• _WORK TASK_
Continue the news report about the trial of a 100-year-old former Nazi SS guard from where it stops.

• _PASSAGE PROVIDED_
Start of Block

Oct. 7 (UPI) — The criminal trial began Thursday of a 100-year-old man who was a Nazi SS guard at a concentration camp during World War II — who faces charges of being an accessory to thousands of deaths there over a period of three years.
The man, identified as Josef S., faces about 3,500 counts. German prosecutors say he aided mass murder at the Sachsenhausen camp between 1942 and 1945.
The man didn’t speak during the hearing and his attorney said he wouldn’t reveal personal details.
Prosecutors say the former guard knowingly supported thousands of deaths at the camp that occurred due to gunfire, disease, hunger, forced labor, medical experiments and maltreatment.
Experts say more than 200,000 people were held at the Sachsenhausen camp between 1936 and 1945.
Twenty-two days in January have been set aside for the man’s trial.
Germany has been tracking former Nazi personnel since the 2011 conviction of John Demjanjuk. Since then, courts have convicted others like Oskar Groening and Reinhold Hanning for various crimes.

End of Block

• _RECORDS_
Start of Block

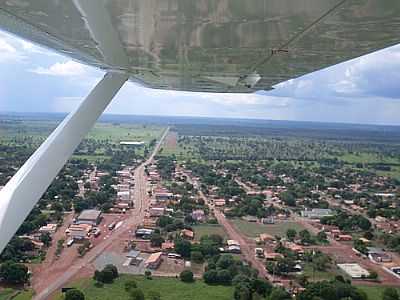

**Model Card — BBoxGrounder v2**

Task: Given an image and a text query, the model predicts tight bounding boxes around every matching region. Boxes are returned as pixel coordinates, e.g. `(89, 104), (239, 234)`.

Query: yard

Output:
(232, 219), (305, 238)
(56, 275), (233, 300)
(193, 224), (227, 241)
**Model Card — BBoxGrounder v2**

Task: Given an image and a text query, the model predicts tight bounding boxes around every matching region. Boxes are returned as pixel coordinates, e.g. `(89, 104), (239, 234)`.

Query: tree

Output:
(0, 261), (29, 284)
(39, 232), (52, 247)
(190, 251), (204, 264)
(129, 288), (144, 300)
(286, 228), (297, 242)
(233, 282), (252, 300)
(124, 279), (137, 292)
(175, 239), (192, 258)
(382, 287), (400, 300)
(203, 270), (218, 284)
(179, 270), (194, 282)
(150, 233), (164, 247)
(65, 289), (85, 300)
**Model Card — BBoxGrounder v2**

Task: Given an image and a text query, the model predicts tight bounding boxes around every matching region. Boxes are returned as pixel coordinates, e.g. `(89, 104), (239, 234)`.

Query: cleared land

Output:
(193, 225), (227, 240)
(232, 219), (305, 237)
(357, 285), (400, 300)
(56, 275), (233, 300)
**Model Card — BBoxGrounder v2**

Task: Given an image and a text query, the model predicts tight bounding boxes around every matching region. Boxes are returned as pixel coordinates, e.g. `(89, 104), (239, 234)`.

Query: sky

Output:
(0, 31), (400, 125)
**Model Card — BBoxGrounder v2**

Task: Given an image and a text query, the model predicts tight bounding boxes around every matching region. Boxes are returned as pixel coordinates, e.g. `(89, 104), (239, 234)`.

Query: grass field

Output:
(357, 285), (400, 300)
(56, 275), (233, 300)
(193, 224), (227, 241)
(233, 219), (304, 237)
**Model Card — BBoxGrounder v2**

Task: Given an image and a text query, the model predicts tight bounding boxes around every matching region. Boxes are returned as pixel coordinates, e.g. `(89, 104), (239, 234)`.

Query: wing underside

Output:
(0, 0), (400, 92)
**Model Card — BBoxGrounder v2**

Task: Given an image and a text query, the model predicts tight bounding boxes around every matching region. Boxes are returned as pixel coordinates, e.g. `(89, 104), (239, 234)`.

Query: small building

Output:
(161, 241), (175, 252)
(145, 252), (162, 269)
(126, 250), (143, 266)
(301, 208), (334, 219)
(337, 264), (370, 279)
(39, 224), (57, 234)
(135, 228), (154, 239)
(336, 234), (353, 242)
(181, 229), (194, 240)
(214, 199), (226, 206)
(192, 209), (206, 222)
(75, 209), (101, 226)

End of Block
Start of Block

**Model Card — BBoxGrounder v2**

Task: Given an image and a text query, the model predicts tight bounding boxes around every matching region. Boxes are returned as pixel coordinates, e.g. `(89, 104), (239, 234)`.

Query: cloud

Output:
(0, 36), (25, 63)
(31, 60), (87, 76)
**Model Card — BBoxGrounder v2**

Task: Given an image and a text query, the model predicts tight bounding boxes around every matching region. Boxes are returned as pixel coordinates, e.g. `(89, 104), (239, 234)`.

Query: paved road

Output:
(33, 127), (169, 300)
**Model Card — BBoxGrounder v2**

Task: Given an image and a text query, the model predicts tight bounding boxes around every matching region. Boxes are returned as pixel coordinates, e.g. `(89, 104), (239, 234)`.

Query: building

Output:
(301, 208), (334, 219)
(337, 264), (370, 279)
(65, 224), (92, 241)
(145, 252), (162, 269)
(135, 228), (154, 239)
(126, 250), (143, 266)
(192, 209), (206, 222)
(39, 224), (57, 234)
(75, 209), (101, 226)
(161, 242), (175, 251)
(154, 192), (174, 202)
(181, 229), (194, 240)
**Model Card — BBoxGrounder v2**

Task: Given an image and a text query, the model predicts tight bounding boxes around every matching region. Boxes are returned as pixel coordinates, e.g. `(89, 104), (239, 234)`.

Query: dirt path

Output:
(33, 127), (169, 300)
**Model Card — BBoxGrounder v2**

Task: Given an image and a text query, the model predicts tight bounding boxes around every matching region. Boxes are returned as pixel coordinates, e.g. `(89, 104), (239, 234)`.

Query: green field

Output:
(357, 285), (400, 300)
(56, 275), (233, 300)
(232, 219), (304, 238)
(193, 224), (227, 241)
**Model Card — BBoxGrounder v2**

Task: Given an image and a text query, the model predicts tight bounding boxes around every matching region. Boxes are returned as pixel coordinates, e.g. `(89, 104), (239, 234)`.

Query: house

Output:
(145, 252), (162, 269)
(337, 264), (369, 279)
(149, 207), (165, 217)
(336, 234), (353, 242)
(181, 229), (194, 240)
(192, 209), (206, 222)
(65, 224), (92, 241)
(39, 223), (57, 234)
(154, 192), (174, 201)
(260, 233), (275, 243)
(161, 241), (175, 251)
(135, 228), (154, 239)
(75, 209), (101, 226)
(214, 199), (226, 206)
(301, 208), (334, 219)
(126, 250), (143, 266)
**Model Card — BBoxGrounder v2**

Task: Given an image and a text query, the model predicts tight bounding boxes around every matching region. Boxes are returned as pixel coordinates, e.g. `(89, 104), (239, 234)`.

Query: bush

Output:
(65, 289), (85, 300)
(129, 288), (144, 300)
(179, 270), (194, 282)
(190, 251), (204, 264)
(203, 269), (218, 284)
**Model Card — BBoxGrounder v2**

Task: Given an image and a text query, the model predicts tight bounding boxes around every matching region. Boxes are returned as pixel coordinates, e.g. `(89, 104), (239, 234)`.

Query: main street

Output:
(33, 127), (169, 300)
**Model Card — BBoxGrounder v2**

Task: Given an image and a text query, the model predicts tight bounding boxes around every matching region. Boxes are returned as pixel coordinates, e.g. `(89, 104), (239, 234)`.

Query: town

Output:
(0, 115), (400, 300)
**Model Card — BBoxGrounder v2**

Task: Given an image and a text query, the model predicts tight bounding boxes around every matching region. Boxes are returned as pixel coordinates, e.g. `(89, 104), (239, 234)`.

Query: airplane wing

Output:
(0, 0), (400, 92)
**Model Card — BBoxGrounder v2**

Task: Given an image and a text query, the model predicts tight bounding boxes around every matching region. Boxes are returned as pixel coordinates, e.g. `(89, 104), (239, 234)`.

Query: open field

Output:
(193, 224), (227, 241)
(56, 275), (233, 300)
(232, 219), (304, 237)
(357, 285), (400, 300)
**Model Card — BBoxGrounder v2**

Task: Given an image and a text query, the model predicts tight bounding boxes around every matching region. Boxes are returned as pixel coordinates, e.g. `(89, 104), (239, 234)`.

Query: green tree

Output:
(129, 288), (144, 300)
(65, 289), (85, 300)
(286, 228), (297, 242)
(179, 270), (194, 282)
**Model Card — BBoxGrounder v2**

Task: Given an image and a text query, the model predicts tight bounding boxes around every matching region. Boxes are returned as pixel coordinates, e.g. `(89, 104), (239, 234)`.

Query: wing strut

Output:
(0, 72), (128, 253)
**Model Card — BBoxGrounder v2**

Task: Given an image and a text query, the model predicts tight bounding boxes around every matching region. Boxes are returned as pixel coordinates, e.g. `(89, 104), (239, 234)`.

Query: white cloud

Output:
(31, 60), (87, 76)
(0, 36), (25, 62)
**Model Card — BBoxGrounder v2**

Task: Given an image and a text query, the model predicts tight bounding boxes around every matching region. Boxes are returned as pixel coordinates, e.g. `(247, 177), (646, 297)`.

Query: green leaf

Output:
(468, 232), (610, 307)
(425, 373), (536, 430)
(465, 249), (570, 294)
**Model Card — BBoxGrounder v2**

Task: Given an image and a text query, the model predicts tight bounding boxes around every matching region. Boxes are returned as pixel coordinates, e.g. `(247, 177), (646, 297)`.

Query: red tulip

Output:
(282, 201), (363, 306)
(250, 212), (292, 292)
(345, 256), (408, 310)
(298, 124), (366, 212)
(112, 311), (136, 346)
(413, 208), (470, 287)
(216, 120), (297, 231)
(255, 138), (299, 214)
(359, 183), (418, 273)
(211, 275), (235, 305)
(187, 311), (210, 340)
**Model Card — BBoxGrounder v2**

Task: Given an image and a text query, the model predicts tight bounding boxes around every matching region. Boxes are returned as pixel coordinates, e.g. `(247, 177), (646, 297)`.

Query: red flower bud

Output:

End of Block

• _TASK RESULT_
International Auschwitz Committee official Cristoph Heubner said most former SS guards have maintained silence at trial.
“We are now hoping when relatives give evidence about the murder of their fathers in Sachsenhausen, that this emotion will perhaps reach the background of the accused and that he will be prepared to find words to build a human bridge between his story and the suffering of others,” Heubner said, according to DPA.
The man’s trial began about a week after a similar proceeding against a 96-year-old woman, Irmgard Furchner, who was a secretary at the Stutthof concentration camp in Poland. Her trial was delayed after police say she attempted to flee on the first day. She was captured a short time later and her trial is now scheduled to begin Oct. 19.